─── DATA SHOWN ───
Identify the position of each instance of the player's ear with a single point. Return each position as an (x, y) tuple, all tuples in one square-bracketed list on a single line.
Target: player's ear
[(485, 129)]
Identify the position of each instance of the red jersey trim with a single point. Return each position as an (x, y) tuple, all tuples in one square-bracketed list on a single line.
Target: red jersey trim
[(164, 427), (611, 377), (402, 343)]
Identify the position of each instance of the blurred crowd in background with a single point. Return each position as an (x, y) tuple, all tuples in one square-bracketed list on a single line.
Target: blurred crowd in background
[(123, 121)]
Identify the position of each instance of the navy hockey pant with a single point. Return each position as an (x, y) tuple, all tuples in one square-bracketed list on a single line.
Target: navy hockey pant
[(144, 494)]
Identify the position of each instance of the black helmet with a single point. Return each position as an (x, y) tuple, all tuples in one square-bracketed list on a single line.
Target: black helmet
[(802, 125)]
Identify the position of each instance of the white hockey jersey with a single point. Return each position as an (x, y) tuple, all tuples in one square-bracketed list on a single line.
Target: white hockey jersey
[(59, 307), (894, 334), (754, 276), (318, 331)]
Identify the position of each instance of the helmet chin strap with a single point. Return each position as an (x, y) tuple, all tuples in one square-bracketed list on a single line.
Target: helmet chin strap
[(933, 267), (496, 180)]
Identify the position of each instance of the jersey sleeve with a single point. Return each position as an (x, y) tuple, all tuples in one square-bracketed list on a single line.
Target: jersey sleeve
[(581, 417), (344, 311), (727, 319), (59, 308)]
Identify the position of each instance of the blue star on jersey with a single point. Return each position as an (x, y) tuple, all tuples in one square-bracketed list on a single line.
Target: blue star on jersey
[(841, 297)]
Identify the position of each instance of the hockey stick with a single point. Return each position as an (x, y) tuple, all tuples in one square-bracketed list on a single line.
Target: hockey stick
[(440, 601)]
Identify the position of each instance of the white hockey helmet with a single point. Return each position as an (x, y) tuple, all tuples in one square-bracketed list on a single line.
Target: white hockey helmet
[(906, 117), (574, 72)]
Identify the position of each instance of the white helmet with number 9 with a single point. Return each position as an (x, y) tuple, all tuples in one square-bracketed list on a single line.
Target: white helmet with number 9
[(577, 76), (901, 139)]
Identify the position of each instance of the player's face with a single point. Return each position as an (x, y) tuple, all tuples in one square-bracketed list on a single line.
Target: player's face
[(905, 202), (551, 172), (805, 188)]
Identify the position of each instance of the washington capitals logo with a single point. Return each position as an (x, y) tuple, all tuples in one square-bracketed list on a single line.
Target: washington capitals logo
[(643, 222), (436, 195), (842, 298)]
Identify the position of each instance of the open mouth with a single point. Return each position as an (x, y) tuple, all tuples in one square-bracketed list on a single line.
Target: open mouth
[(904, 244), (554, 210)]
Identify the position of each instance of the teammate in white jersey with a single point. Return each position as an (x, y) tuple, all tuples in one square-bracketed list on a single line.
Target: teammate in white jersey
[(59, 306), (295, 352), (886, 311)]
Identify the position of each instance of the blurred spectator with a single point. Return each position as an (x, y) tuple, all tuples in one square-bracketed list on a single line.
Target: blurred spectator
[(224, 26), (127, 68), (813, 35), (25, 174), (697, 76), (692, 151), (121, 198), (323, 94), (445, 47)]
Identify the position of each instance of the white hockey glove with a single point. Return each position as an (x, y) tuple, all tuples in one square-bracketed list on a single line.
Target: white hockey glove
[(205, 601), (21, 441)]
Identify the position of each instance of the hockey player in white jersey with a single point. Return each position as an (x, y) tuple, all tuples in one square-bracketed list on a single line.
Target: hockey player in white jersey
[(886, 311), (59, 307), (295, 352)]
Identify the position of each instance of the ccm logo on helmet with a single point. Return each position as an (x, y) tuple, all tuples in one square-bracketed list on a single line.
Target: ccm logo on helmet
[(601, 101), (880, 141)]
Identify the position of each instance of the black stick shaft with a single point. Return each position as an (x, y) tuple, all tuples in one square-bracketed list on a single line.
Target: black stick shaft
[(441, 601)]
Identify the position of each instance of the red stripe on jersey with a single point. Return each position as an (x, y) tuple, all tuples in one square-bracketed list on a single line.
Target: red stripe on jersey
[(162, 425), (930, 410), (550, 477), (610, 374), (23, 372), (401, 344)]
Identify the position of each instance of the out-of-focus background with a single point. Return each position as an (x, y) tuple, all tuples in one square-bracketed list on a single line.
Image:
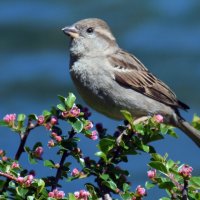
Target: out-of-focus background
[(165, 35)]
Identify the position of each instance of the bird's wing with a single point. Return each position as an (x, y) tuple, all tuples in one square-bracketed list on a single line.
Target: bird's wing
[(130, 72)]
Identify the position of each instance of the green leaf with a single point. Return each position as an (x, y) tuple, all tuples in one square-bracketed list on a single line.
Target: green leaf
[(172, 133), (149, 185), (157, 157), (21, 117), (82, 162), (91, 190), (76, 123), (101, 155), (30, 198), (21, 191), (110, 184), (195, 182), (164, 128), (145, 148), (31, 159), (105, 177), (139, 128), (49, 163), (196, 122), (170, 163), (69, 102), (61, 107), (62, 99), (106, 144), (159, 166), (126, 187), (126, 195), (33, 117), (166, 185), (127, 116), (46, 113), (71, 196), (3, 123)]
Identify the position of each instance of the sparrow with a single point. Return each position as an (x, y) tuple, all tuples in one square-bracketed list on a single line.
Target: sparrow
[(110, 79)]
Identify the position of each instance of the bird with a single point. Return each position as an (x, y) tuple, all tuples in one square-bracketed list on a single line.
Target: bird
[(111, 79)]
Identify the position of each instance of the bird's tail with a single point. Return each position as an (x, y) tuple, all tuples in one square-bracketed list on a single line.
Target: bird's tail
[(190, 131)]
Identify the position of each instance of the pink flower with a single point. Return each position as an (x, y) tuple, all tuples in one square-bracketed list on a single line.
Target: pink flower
[(82, 194), (89, 125), (40, 119), (51, 194), (4, 158), (140, 191), (186, 171), (38, 152), (27, 181), (77, 194), (74, 112), (58, 138), (151, 173), (54, 120), (158, 118), (1, 152), (30, 177), (94, 135), (53, 134), (15, 165), (56, 194), (20, 179), (57, 165), (48, 126), (75, 172), (10, 118), (51, 143)]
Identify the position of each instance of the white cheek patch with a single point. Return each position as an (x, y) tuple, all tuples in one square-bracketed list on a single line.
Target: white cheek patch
[(105, 33)]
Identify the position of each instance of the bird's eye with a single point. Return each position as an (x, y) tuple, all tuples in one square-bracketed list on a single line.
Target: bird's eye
[(90, 30)]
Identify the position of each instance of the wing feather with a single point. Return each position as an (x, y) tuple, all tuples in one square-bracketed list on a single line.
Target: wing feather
[(130, 72)]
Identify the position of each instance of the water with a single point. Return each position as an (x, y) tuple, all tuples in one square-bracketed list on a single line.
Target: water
[(165, 35)]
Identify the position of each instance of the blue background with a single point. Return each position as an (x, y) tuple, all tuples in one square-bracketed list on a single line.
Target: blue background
[(165, 35)]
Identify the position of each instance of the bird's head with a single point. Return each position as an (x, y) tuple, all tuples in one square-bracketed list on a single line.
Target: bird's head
[(90, 37)]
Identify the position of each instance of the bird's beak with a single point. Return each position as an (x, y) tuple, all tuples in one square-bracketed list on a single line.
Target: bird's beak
[(71, 31)]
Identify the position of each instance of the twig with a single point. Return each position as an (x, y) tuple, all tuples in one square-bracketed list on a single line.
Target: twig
[(23, 139), (59, 170), (8, 176), (20, 148), (185, 190)]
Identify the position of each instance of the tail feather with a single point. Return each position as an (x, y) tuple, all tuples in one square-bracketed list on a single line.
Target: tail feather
[(190, 131)]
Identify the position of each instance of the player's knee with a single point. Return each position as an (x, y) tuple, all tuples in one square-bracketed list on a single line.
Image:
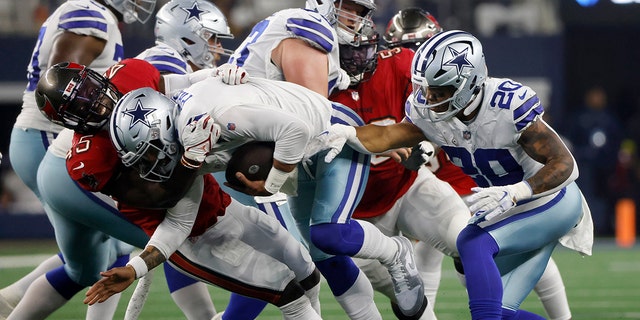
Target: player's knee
[(329, 238), (474, 240), (291, 292), (312, 280)]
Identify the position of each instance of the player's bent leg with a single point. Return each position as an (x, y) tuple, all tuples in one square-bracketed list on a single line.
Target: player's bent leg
[(190, 295), (42, 298), (11, 295), (429, 264), (551, 292), (26, 150), (350, 286), (221, 258)]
───
• WORK REQUIRED
Copy everything from the first of the rows down through the line containing "[(59, 307), (894, 334), (754, 276), (318, 331)]", keeping the requests as they are. Scale every coordinate in the answers by 0.8 and round to whole numbers, with halves rounded up.

• ANSWER BELOW
Identify the position of each instance of the player's ear with a single point. Return each position as an (x, y) tuple, all tuples in one square-bracketed list on a single line.
Target: player's ear
[(388, 103)]
Identify the position of each instance of the red jersey trim with a single point. Return each position as an (x, y) tuple, all tuples in one square-bracketed list on a single line.
Target: red jersey trim
[(131, 342), (489, 302), (322, 274)]
Identify the position of each instance of the blurred crowd in background with a single point. Return each position as an (x, y) tuple, all tuples in one square-bracketed list on a single line.
Target: blurred crowd in background
[(98, 97)]
Identify the position of each instance of the navy hockey pant with a single point. Return each position as an (x, y) tuple, all tuples in one square-bracketed list on a single line.
Target: navy hockey pant
[(115, 395)]
Identify the position of each instance of the black helmet with a single point. Return each position as an (x, y) tuple, all tuples in one square-bracketed list on a single line.
Target: black helmet
[(642, 100)]
Identify the position of each instance of the white hockey jersey with a single point. Return each position as an (x, y) tuple, all tuples in one square-bracketed list on a single line.
Target: white hockey jersey
[(47, 246), (715, 267), (603, 221), (254, 265)]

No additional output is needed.